SOURCE DOCUMENT -
Following this offering, we might not be able to provide future senior managing directors with equity interests in our business to the same extent or with the same tax consequences as our existing senior managing directors. Therefore, in order to recruit and retain existing and future senior managing directors, we may need to increase the level of compensation that we pay to them. Accordingly, as we promote or hire new senior managing directors over time, we may increase the level of compensation we pay to our senior managing directors, which would cause our total employee compensation and benefits expense as a percentage of our total revenue to increase and adversely affect our profitability. In addition, issuance of equity interests in our business to future senior managing directors would dilute public common unitholders.

We strive to maintain a work environment that reinforces our culture of collaboration, motivation and alignment of interests with investors. The effects of becoming public, including potential changes in our compensation structure, could adversely affect this culture. If we do not continue to develop and implement the right processes and tools to manage our changing enterprise and maintain this culture, our ability to compete successfully and achieve our business objectives could be impaired, which could negatively impact our business, financial condition and results of operations.

More Leverage

Our use of leverage to finance our business will expose us to substantial risks, which are exacerbated by our funds' use of leverage to finance investments.

It is our intention to eventually use a significant amount of borrowings to finance our business operations as a public company. See "Summary—We Intend to be a Different Kind of Public Company—Use Leverage to Enhance Returns". That will expose us to the typical risks associated with the use of substantial leverage, including those discussed below under "—Dependence on significant leverage in investments by our funds could adversely affect our ability to achieve attractive rates of return on those investments". These risks are exacerbated by our funds' use of leverage to finance investments. Our use of substantial leverage as a public company, coupled with the leverage used by many of our investment funds to finance investments, could also cause us to suffer a decline in the credit ratings assigned to our debt by rating agencies, which might well result in an increase in our borrowing costs and could otherwise adversely affect our business in a material way, particularly if our credit ratings were to fall below investment grade.

Net Income

2006: $2,266,206 2005: $1,330,663 2004 $1,523,314 2003 $941,076 2002 $39,446

I would love to see the pre-2002 years. 2003-2006 have been boom years.

We are Young

Most Senior MDs are less than 40 years old and have been around 6-17 years

Corporate Private Equity Funds Joseph Baratta 36 David Blitzer 37 Michael S. Chae 38 Chinh E. Chu 40 David I. Foley 39 Lawrence H. Guffey 38 Paul C. Schorr IV 39 Benjamin J. Jenkins 36 Neil P. Simpkins 40 David Tolley 39

Except for the following, none of whom have been with Blackstone more than 3 years

Antony Leung 55 Prakash Melwani 48 Akhil Gupta 54 Garrett M. Moran 52 James A. Quella 57

Their real estate arm is equally young.

---- More on rights of unitholders

Basically, you own absolutely nothing. The GP can declare or divert distributions and can be transfered to a 3rd party without unitholder approval.

EXERCISE BRIEF - Reproduce word for word the part of the offering text that begins at the words "Except for the" and stops after "is equally young.". Work only from the offering text.

INFORMATION SUPPLIED -
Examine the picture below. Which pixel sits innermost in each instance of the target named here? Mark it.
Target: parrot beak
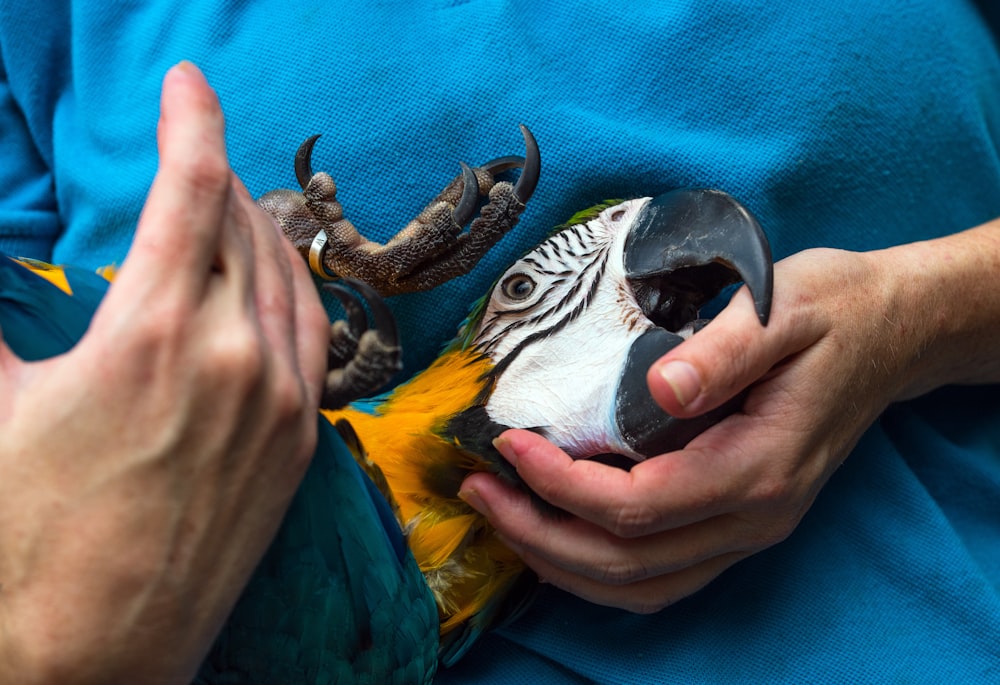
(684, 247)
--
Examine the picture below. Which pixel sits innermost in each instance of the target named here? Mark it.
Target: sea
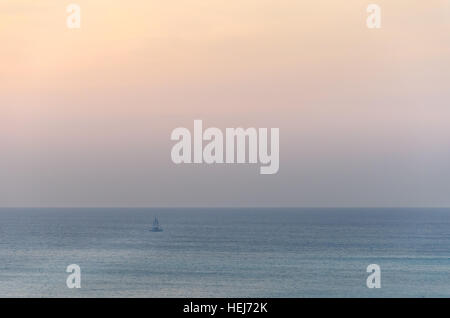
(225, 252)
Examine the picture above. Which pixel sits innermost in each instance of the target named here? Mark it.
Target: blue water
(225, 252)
==
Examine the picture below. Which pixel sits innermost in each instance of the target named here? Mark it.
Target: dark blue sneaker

THE ANSWER -
Except for the following, none of whom have been with Blackstone more than 3 years

Antony Leung 55 Prakash Melwani 48 Akhil Gupta 54 Garrett M. Moran 52 James A. Quella 57

Their real estate arm is equally young.